● **Description of the task**: Retype the entries below word for word, leaving out every picture.

• • • •

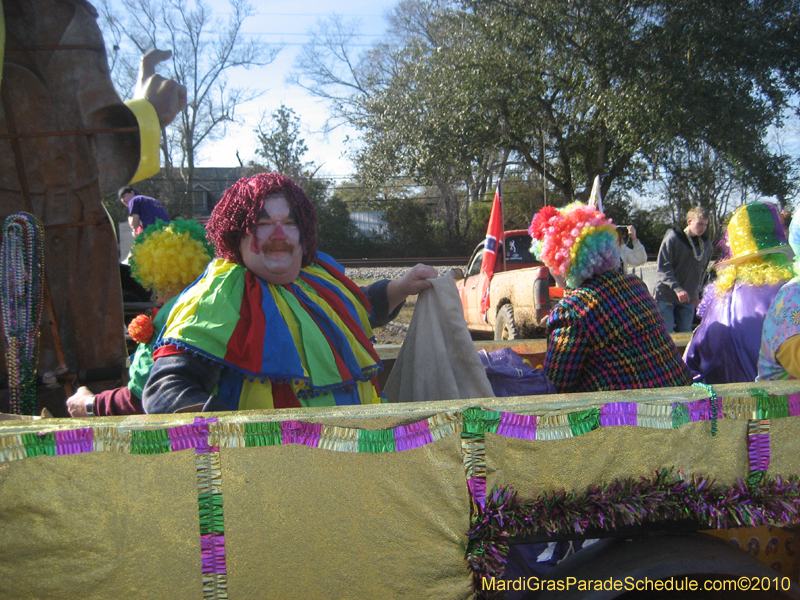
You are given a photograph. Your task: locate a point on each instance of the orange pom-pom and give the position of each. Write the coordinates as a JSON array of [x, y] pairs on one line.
[[141, 329]]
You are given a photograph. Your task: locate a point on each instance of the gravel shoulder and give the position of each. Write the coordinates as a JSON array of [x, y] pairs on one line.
[[394, 332]]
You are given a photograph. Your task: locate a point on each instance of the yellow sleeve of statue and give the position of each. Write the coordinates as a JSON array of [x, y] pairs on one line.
[[149, 135]]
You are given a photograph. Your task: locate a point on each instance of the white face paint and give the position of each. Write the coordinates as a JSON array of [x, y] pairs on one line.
[[274, 252]]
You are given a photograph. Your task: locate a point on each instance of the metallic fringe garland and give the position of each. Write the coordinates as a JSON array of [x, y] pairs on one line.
[[664, 497], [22, 296]]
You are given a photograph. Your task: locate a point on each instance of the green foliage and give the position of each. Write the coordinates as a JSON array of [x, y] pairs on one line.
[[459, 92], [337, 235], [281, 145], [410, 231]]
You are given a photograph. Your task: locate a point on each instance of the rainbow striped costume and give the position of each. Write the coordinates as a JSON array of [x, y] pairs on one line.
[[302, 344]]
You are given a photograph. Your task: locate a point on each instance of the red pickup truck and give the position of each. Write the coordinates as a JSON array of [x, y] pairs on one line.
[[519, 294]]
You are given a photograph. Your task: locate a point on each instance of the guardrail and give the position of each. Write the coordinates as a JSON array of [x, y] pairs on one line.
[[403, 262]]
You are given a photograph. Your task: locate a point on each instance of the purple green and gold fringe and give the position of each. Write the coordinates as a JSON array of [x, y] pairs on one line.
[[663, 498], [758, 450], [209, 498]]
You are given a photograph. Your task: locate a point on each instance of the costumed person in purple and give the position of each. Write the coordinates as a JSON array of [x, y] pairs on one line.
[[724, 347], [166, 258], [606, 333], [779, 357], [272, 323], [143, 211]]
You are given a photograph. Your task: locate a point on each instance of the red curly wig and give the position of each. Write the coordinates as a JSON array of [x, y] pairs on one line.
[[236, 214]]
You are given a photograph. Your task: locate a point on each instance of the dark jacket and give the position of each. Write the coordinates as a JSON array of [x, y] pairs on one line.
[[678, 269]]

• • • •

● **Answer below**:
You are given a photograph. Your task: locate a point on each instance of the orange pom-pom and give the position of each. Write the coordinates as a JSON array of [x, y] pairs on one line.
[[141, 329]]
You are given a photograph. Your task: locate a point on each instance of the gravel shoulder and give the position of each. Write the coordinates as a JSON array of [x, y] pairs on one line.
[[394, 332]]
You are given a photograph. Your task: locate a point on each instance of the yellow sleeve of statue and give the position of each. Write the coordinates as a JSON array of [x, y] pairs on one line.
[[149, 135]]
You are given a photograph. Your task: locate a point on each instance of the white face paint and give the position of each. Write the coordinates as a JSON array of [x, y] pairs on one line.
[[274, 252]]
You are given a photograph. Your task: locate a point on each instance of the metallic fringe garland and give the position of each. Write the coordinates as a JSON array of [x, y] pairs on one line.
[[664, 497], [22, 296]]
You are given a photograph. Your task: locate a point on each instance of the green foliage and give the position of each. Write the coordinates as a JSON array of [x, y] pairs on one line.
[[459, 92], [337, 235], [281, 145], [410, 231]]
You are given a photograph. Your task: locate a point on each instance of the rainbow striped costume and give the position of each. Write the coordinates as a JSON array of [x, y] pairs on one line.
[[302, 344]]
You are given a photograph. Your task: locate a point on each instance of the red pickup truck and give the position of each. Write the coordinates as a JSON array of [x, y] pairs on one line.
[[519, 294]]
You are given a photograph. Your task: locate a point on each instance of the guardrail and give the position of each. Write the coordinates as a JSON array of [x, y] pairs on one line.
[[403, 262]]
You are given a photograph. Your task: locate a point on each instance of the purple green and gold fringe and give the position of each. Write the coordinates as a JSON array of [x, y] pairs on one line.
[[663, 498], [758, 450], [209, 498]]
You are given a photograph. Your task: locate a point on each instance of the costumed person in purple and give the position of each. Write the coordinates as a JSON array of [x, y] pairs on one line.
[[724, 347], [166, 258], [606, 333], [779, 357], [272, 323], [143, 211]]
You are given a photograph. Your task: locate a point on each instance of the red curly wig and give the position of each. Write the coordinates as a JSON array of [x, y] pairs on one line.
[[236, 214]]
You are given a photograph. Your task: locate a point on each instance of the dark jacket and give the position of each. Write the coordinates as a JSON array of [x, y] pairs on one line.
[[678, 269]]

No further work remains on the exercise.